Cancer Follow-Up and Aftercare

As part of the Self-Management Workstream of the National Cancer Survivorship Initiative (NCSI), Macmillan Cancer Support, I conducted the following review:

‘Cancer Follow-Up: Towards a Personalised Approach to Aftercare Services. A Review of Current Practice and Selected Initiatives’ (Davies and Batehup, 2009).

The following findings were obtained for breast, colorectal, lung, and prostate cancer.

Breast Cancer

16 records were identified revealing a number of key findings within breast cancer follow-up, namely:

  • Intensive follow-up, as defined mostly in speciality acute settings by intensity of frequency of contact/biomedical tests/duration, was generally associated with higher costs with no benefits above those of minimal follow-up.

  • Telephone follow-up by nurses through patient-initiated contact, or through planned regular nurse contact, was associated with patient acceptability, satisfaction, and convenience, as well as with potential long-term reduced burden on hospital resources.

  • Patient-initiated follow-up was found to be acceptable to patients and healthcare providers, with there being no increase in the risk of timely detection of recurrence.

  • Radiographer-led follow-up was found to reduce number of clinic visits and show improvements in patient/clinician relationships.

  • There was increasing use of educational and self-management interventions alongside either patient-initiated follow-up or nurse-led telephone follow-up.

  • There was a lack of clarity as to the benefits of group-delivered follow-up interventions.

Colorectal Cancer

5 records were identified revealing a number of key findings within colorectal cancer follow-up, namely:

  • Intensive follow-up was generally considered to offer benefits in terms of detection of resectable recurrences, but at considerable cost.

  • More evidence was emerging that less intensive surveillance may offer acceptable safety.

  • Visits to GPs and oncology specialists were recommended above visits to only one, the reason being that preventive care services were more accessible if both professionals were consulted.

Exercises:
• 1. According to the cancer follow-up text, how many records were identified for colorectal cancer follow-up?
• 2. Quote the part of the cancer follow-up text that opens with the words containing "16 records were" and closes with "on hospital resources.".

Records:
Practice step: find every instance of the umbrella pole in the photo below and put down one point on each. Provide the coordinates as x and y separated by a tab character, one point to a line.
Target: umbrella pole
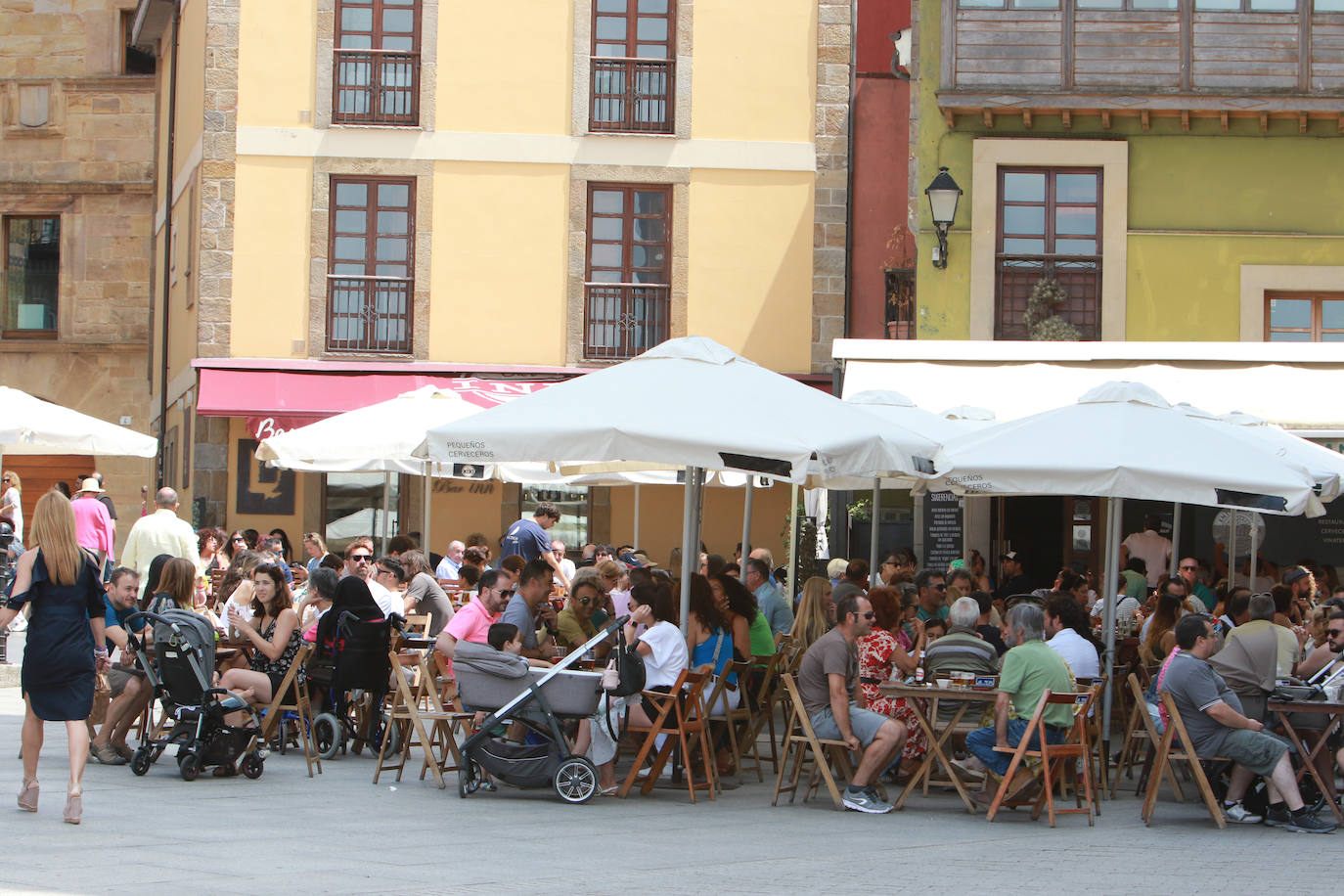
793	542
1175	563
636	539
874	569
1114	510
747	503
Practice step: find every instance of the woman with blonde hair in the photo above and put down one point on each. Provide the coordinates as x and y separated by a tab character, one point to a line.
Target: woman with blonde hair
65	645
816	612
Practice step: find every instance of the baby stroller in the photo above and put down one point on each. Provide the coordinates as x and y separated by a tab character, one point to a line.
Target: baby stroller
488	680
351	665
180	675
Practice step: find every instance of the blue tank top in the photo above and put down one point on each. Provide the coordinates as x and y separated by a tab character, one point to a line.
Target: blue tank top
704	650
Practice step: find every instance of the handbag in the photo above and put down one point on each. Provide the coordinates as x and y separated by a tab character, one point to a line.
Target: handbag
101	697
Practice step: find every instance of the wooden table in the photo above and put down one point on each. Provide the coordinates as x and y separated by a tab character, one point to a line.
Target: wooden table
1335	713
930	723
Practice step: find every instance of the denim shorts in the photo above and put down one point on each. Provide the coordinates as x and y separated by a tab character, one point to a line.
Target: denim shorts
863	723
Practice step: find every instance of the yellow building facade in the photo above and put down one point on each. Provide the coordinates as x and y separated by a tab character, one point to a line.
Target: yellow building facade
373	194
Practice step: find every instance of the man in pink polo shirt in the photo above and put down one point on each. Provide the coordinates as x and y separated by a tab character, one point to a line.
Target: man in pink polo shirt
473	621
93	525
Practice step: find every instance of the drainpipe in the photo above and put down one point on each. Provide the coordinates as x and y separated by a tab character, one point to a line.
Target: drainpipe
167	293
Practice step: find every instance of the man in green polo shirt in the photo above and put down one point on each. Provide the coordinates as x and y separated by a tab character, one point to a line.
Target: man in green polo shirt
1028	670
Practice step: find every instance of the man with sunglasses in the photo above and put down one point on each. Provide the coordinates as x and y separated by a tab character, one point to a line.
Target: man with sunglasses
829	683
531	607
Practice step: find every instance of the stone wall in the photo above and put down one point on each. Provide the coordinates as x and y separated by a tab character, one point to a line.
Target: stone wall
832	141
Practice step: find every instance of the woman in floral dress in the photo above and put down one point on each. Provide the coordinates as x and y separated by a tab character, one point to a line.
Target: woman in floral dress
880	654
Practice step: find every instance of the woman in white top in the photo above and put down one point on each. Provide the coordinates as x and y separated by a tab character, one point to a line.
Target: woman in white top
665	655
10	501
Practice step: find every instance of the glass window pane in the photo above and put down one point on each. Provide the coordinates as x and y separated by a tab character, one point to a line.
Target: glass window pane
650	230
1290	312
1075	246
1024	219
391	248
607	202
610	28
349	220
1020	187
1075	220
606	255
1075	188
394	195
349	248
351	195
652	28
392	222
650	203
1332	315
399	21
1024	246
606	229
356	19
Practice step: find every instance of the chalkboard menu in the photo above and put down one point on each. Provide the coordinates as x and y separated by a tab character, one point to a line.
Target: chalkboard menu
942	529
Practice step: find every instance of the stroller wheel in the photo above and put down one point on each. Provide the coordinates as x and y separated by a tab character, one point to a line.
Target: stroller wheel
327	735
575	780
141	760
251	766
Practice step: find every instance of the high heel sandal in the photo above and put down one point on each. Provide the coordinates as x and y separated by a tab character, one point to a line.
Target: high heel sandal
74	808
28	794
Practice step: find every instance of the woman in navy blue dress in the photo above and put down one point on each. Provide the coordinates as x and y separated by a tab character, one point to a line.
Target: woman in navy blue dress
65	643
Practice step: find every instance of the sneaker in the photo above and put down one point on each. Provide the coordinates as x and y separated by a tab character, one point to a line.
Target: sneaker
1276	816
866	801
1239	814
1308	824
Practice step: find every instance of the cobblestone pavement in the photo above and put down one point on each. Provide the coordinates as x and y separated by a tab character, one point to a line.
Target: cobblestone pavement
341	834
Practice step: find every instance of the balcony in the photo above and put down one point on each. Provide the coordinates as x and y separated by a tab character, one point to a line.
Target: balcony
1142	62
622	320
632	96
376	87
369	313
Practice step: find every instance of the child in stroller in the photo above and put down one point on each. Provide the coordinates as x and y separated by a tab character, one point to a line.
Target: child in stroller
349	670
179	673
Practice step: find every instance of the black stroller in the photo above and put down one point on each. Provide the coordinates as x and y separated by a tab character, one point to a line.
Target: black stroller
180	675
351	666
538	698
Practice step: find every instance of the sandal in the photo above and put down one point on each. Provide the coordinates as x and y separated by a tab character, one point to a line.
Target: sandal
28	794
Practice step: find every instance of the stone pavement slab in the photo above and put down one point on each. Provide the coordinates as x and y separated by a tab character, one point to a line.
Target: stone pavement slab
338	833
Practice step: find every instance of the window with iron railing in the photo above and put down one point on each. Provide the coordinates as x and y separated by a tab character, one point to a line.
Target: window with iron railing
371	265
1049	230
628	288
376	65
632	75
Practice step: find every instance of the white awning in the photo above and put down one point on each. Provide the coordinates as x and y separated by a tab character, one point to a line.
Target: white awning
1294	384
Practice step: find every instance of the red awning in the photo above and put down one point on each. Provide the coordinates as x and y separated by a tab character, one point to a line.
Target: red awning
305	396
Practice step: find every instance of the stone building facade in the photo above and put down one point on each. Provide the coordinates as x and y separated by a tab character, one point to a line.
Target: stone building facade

Answers to the problems:
• 1. 5 records.

• 2.
16 records were identified revealing a number of key findings within breast cancer follow-up, namely:

  • Intensive follow-up, as defined mostly in speciality acute settings by intensity of frequency of contact/biomedical tests/duration, was generally associated with higher costs with no benefits above those of minimal follow-up.

  • Telephone follow-up by nurses through patient-initiated contact, or through planned regular nurse contact, was associated with patient acceptability, satisfaction, and convenience, as well as with potential long-term reduced burden on hospital resources.